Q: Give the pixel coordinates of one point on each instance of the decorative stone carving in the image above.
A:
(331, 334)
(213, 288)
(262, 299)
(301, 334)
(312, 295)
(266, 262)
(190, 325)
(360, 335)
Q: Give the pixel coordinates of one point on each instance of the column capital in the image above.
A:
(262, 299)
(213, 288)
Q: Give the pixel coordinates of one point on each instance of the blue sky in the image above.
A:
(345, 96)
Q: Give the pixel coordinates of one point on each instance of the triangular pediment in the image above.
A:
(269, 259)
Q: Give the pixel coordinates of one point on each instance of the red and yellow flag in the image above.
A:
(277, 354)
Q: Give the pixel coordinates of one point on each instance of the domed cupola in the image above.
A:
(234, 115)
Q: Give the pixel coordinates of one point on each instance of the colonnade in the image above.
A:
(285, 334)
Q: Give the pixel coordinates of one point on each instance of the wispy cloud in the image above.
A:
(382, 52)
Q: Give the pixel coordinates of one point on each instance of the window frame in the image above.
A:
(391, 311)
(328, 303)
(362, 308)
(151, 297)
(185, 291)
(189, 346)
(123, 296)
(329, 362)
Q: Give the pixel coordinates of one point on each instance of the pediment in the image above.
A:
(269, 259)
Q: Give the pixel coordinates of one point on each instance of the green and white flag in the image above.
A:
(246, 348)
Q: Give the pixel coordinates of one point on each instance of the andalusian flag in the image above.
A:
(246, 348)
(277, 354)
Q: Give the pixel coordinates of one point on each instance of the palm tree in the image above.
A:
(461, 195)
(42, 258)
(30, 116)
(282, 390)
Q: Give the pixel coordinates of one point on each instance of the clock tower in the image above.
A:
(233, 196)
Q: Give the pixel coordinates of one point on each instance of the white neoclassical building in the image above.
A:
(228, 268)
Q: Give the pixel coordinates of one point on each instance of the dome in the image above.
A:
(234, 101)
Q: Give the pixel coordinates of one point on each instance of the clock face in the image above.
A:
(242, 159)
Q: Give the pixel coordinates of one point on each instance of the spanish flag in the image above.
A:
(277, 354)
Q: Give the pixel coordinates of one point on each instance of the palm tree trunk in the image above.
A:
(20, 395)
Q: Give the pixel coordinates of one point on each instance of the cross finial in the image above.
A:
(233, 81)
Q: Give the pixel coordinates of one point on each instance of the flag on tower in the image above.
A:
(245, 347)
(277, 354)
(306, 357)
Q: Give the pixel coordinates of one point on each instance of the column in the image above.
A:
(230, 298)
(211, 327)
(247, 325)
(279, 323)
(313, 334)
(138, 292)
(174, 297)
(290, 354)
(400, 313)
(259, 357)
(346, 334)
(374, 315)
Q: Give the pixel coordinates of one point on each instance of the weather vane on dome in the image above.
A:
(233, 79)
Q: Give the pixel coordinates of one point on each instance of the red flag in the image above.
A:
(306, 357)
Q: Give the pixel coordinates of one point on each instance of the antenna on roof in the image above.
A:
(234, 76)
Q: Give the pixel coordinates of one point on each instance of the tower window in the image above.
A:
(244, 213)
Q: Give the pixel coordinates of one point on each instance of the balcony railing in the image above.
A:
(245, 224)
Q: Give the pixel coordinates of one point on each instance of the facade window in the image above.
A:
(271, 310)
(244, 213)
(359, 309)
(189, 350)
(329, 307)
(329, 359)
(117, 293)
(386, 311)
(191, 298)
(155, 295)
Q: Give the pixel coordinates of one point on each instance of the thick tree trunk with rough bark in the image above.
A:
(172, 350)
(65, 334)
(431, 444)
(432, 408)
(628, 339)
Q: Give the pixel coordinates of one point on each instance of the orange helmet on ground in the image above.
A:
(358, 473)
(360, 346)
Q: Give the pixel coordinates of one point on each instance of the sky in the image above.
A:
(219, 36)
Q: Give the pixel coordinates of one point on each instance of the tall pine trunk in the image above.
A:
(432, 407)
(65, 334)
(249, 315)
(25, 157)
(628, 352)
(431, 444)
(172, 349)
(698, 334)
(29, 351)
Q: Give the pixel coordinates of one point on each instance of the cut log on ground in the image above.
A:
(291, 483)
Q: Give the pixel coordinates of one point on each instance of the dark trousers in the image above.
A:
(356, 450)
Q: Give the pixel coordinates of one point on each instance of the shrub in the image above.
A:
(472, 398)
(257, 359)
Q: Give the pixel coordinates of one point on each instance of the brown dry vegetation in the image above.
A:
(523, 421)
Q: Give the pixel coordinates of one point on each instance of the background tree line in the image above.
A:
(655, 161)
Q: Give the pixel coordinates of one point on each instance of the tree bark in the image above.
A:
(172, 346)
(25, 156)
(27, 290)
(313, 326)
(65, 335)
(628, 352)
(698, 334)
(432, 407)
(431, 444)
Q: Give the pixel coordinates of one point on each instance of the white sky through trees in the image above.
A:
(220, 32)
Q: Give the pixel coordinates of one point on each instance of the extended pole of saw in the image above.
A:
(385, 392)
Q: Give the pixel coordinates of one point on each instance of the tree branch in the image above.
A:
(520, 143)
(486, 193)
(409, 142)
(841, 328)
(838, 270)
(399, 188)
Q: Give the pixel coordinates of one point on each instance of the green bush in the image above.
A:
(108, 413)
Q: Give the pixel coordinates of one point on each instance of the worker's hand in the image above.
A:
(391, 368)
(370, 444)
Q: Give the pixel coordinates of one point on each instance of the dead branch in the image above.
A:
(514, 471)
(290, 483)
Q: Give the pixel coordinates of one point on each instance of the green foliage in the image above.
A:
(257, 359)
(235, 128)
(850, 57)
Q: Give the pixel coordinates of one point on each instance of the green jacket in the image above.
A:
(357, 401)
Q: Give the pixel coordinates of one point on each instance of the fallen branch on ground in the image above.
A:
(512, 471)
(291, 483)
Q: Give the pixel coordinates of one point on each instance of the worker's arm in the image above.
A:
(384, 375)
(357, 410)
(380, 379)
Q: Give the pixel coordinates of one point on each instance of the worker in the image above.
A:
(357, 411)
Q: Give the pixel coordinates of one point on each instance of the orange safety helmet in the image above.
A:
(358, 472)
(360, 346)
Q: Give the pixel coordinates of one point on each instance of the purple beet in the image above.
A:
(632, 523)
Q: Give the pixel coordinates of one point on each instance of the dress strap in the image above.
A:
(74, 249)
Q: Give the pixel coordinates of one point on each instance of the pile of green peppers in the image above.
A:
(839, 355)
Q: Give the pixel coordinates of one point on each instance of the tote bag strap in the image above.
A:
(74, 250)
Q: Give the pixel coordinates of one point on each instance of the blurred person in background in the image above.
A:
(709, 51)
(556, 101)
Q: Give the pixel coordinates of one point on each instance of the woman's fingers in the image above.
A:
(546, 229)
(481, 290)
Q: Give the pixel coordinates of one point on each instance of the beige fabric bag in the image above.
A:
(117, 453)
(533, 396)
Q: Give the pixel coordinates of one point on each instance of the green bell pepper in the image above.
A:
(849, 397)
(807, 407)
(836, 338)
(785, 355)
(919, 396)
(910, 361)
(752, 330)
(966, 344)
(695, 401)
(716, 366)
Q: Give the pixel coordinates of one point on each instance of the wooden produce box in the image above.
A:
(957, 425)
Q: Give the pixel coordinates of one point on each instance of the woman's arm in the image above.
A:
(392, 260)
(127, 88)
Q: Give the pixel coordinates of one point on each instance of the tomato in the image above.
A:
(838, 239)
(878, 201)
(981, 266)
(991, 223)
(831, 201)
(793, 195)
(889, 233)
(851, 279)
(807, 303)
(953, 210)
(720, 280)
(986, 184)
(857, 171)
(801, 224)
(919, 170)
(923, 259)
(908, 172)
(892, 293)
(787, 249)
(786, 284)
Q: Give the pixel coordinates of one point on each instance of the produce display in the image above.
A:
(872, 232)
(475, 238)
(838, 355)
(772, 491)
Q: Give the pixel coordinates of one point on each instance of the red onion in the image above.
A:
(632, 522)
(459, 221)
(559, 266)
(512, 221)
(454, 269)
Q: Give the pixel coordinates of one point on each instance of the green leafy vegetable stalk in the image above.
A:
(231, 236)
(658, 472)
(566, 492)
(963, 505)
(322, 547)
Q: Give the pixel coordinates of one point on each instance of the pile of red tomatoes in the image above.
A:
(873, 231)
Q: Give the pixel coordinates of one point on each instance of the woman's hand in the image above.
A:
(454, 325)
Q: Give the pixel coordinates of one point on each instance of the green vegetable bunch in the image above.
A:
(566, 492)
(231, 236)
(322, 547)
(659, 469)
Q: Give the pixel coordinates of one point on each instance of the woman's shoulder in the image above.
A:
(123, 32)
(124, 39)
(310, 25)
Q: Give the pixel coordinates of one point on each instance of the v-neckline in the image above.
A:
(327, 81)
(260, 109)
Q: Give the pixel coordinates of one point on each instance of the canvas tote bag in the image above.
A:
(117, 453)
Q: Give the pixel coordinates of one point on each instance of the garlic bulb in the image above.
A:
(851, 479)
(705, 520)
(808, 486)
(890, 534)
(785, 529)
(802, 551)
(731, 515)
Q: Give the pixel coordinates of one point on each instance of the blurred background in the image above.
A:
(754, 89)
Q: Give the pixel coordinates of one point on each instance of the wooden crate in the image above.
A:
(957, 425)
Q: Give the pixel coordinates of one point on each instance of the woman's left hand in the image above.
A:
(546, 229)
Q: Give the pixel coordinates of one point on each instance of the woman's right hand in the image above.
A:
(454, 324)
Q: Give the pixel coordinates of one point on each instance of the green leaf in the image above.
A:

▶ Task: What is the number of lines above that contain the string "woman"? Answer with the number alone.

▶ Your solution: 6